=== Short exercise ===
Reproduce the listing below with every "bounding box coordinates" switched to "pixel coordinates" and nothing else altered. Omit the pictures from your copy.

··· Input ···

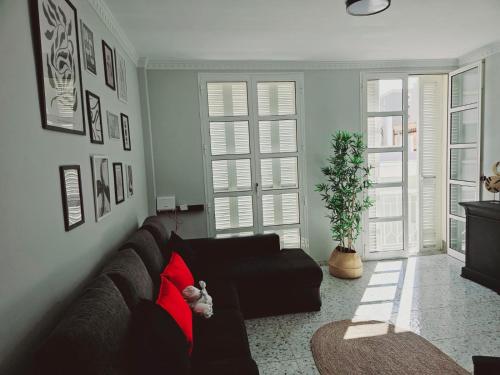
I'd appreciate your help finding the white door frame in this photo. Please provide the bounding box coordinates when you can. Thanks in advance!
[361,72,409,260]
[446,61,484,262]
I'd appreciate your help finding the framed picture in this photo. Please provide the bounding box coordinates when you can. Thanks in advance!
[106,111,120,139]
[102,40,116,90]
[80,20,97,76]
[120,113,132,151]
[59,165,85,232]
[115,48,127,103]
[90,155,111,221]
[127,165,134,198]
[29,0,85,135]
[113,163,125,204]
[85,90,104,145]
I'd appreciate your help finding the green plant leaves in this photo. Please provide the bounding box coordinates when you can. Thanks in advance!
[315,130,373,250]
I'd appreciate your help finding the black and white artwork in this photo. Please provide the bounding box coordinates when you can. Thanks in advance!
[127,165,134,198]
[80,21,97,75]
[30,0,85,135]
[115,48,127,103]
[120,113,132,151]
[113,163,125,204]
[106,111,120,139]
[90,155,111,221]
[102,40,116,90]
[59,165,85,232]
[85,90,104,145]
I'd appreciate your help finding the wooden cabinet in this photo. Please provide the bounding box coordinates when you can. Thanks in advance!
[460,201,500,293]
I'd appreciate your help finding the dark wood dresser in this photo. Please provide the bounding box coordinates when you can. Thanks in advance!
[460,201,500,293]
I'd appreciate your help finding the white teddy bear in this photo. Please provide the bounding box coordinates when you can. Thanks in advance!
[182,280,214,319]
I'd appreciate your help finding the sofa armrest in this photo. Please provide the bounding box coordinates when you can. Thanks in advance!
[186,233,281,262]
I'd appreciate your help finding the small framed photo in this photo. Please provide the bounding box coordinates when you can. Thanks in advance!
[80,20,97,76]
[113,163,125,204]
[29,0,86,135]
[106,111,120,139]
[85,90,104,145]
[90,155,111,221]
[59,165,85,232]
[115,48,128,103]
[120,113,132,151]
[127,165,134,198]
[102,40,116,90]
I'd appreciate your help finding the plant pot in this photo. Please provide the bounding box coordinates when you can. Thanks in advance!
[328,246,363,279]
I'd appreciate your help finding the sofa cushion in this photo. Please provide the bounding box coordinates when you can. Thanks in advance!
[193,309,250,362]
[132,300,191,375]
[168,231,196,269]
[201,249,323,288]
[191,357,259,375]
[156,276,193,353]
[36,275,131,375]
[98,249,154,308]
[142,216,169,249]
[121,229,167,289]
[162,252,194,293]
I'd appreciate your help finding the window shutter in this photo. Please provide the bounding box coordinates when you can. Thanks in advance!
[420,76,445,249]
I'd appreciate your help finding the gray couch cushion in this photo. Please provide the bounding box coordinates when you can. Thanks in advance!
[36,275,131,375]
[121,229,166,291]
[98,249,154,309]
[142,216,170,250]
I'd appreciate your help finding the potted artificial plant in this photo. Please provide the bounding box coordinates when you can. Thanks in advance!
[316,131,373,279]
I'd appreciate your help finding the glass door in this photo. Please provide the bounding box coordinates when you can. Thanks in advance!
[447,63,483,261]
[199,73,307,249]
[363,73,408,259]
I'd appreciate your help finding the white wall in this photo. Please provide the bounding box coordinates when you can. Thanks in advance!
[483,53,500,200]
[0,0,147,374]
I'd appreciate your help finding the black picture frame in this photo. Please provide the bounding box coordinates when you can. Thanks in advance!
[59,165,85,232]
[102,40,116,91]
[85,90,104,145]
[29,0,86,135]
[80,20,97,77]
[113,163,125,204]
[90,155,111,221]
[120,113,132,151]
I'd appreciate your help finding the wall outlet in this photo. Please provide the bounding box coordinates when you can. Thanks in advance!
[156,195,175,211]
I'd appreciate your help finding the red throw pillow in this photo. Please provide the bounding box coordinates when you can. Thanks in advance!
[162,251,194,293]
[156,275,193,354]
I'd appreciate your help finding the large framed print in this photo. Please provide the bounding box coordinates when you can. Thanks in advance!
[59,165,85,232]
[90,155,111,221]
[113,163,125,204]
[85,90,104,145]
[80,21,97,76]
[120,113,132,151]
[115,48,128,103]
[29,0,85,135]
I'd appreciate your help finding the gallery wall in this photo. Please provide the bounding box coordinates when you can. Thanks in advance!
[0,0,148,374]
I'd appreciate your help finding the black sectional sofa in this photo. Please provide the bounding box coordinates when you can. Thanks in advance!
[35,216,323,375]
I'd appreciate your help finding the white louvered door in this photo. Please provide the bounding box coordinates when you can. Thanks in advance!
[415,75,446,251]
[446,62,483,261]
[199,74,307,248]
[362,73,446,259]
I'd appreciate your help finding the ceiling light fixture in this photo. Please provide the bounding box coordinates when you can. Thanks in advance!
[345,0,391,16]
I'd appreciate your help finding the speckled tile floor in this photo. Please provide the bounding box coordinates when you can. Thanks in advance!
[245,254,500,375]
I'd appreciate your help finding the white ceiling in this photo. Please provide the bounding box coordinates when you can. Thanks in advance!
[105,0,500,61]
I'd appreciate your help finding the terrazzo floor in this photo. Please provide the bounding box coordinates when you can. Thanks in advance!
[245,254,500,375]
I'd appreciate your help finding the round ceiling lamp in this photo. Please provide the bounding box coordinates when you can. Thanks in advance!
[345,0,391,16]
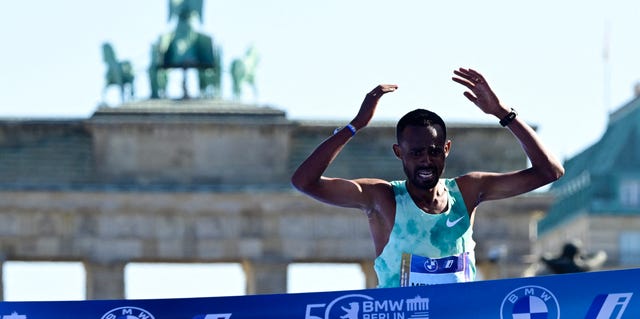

···

=== In response ===
I'd appreciate your help finding the white door frame in this photo. Please provide the pixel coordinates when you can. Thanks in advance!
[361,72,409,260]
[446,61,484,262]
I'd appreciate your help finding the framed picture in this photo. Please provide the pixel coordinates when you can. Thanks in advance!
[106,111,120,139]
[102,40,116,90]
[80,20,97,76]
[120,113,132,151]
[59,165,85,232]
[115,48,127,103]
[90,155,111,221]
[127,165,134,198]
[29,0,85,135]
[113,163,125,204]
[85,90,104,145]
I'd appreciate your help finding the green plant leaves in this photo. Please provide the pixel coordinates when you can. Thanks in advance!
[315,130,373,250]
I'd appreciate your help finding the black and white artwork in this photo. Please provide the pixel coordinates when you can. Thanks in advance!
[127,165,134,198]
[80,21,97,75]
[30,0,85,135]
[115,48,127,103]
[120,113,132,151]
[113,163,125,204]
[106,111,120,139]
[90,155,111,221]
[102,40,116,90]
[59,165,85,232]
[85,90,104,145]
I'd appreciate your help finding the wooden cabinet in this photo. Please provide the pixel coordinates when you can. Thanks in advance!
[460,201,500,293]
I'd appreciate your help finding the dark wood dresser in this photo. Please provide the pixel coordinates when you can. Thanks in advance!
[460,201,500,293]
I'd appreciate your help finding the white teddy bear in this photo. Please provide the pixel coordinates when you can. Thanks in advance!
[182,280,214,319]
I'd appreciate your help finding the sofa armrest in this photo. Please provide the pixel coordinates when you can. Thanks in advance!
[186,233,281,262]
I'd appreciate your help finding the small framed photo in this photo. Please provide the pixel coordinates when you can. Thanks in advance!
[80,20,97,76]
[113,163,125,204]
[29,0,86,135]
[106,111,120,139]
[85,90,104,145]
[90,155,111,221]
[59,165,85,232]
[115,48,128,103]
[120,113,132,151]
[127,165,134,198]
[102,40,116,90]
I'd appreciate your help finding the plant pot in this photo. Please provide the pixel coordinates when you can. Thanks in advance!
[328,246,363,279]
I'd appreciate your help finding the sofa cushion in this photo. Please provide the pixel coordinates when you can. Thanks in advance!
[193,309,250,362]
[132,300,191,375]
[168,231,196,269]
[201,249,323,288]
[191,357,259,375]
[156,276,193,353]
[36,275,131,375]
[98,249,154,308]
[142,216,169,249]
[121,229,167,289]
[162,252,194,293]
I'd appreciate your help finding the window shutter in this photo. Please provide the pixel coordinates when you can. Thanks in advance!
[420,76,445,249]
I'd appreciate your help finding the gray couch cushion in this photo. Please provide the pixel coordinates when you can. Thanks in advance!
[36,275,131,375]
[121,229,166,291]
[98,249,154,309]
[142,216,170,250]
I'd appreciate your help finding the potted artificial plant in this photo. Please provide the pixel coordinates when you can. Thanks in advance!
[316,131,373,279]
I'd appreciate your help finding the glass door in this photo. Please provide the pixel coordinates when you can. Thanks in advance!
[447,63,483,261]
[199,73,307,249]
[363,73,408,259]
I'd appreciate your help finding the white wall in this photo. Please provide the pixel coordinates when you can. Thanks in advance!
[483,53,500,200]
[0,0,147,374]
I'd appreciate your help finding the black picture frame in this photo. Please provide the pixel coordinates when you can. Thanks in advance!
[59,165,85,232]
[102,40,116,91]
[85,90,104,145]
[29,0,86,135]
[80,20,97,77]
[113,163,125,204]
[90,155,111,221]
[120,113,132,151]
I'd appreciate your help finding the wall outlet in this photo. Please provide the pixel coordinates when you can. Thanks in advance!
[156,195,175,211]
I'd appreciate your help finding the red throw pillow in this photo. Please provide the pixel coordinates when you can. Thanks in advance!
[162,251,194,293]
[156,275,193,354]
I'd appreciate your help finding the large framed print in this photo. Please provide the pixel coordinates when you can. Thanks in advance!
[59,165,85,232]
[90,155,111,221]
[113,163,125,204]
[85,90,104,145]
[80,21,97,76]
[120,113,132,151]
[115,48,128,103]
[29,0,85,135]
I'd appreciate your help finding the gallery wall in this photo. Please provide the pixel coordinates when you can. Thanks in advance!
[0,0,148,374]
I'd appreciate your help finding the black sectional sofa in this photo. Please provide the pixel coordinates when you can. Thanks in advance!
[35,216,323,375]
I'd appreciate your help finding the white louvered door in this photo. Please provide the pixel coordinates when you can. Thanks in advance!
[415,75,446,251]
[446,62,483,261]
[199,74,307,248]
[362,73,446,259]
I'd appreciate your help finding the ceiling light fixture in this photo. Please provide the pixel coordinates when you can. Thanks in advance!
[345,0,391,16]
I'd appreciate your help finding the speckled tile floor in this photo. Please provide the pixel coordinates when you can. Thanks in advance!
[245,254,500,375]
I'd appreciate your help finding the white ceiling in this photo. Please provide the pixel coordinates when you can. Thanks in advance!
[105,0,500,61]
I'd appreciate your help finding the terrazzo floor in this photo. Please provide the pixel coordinates when you can. Thanks in advance!
[245,254,500,375]
I'd appreciate your help finding the round ceiling lamp in this photo. Please provide the pixel coordinates when you can. Thanks in advance!
[345,0,391,16]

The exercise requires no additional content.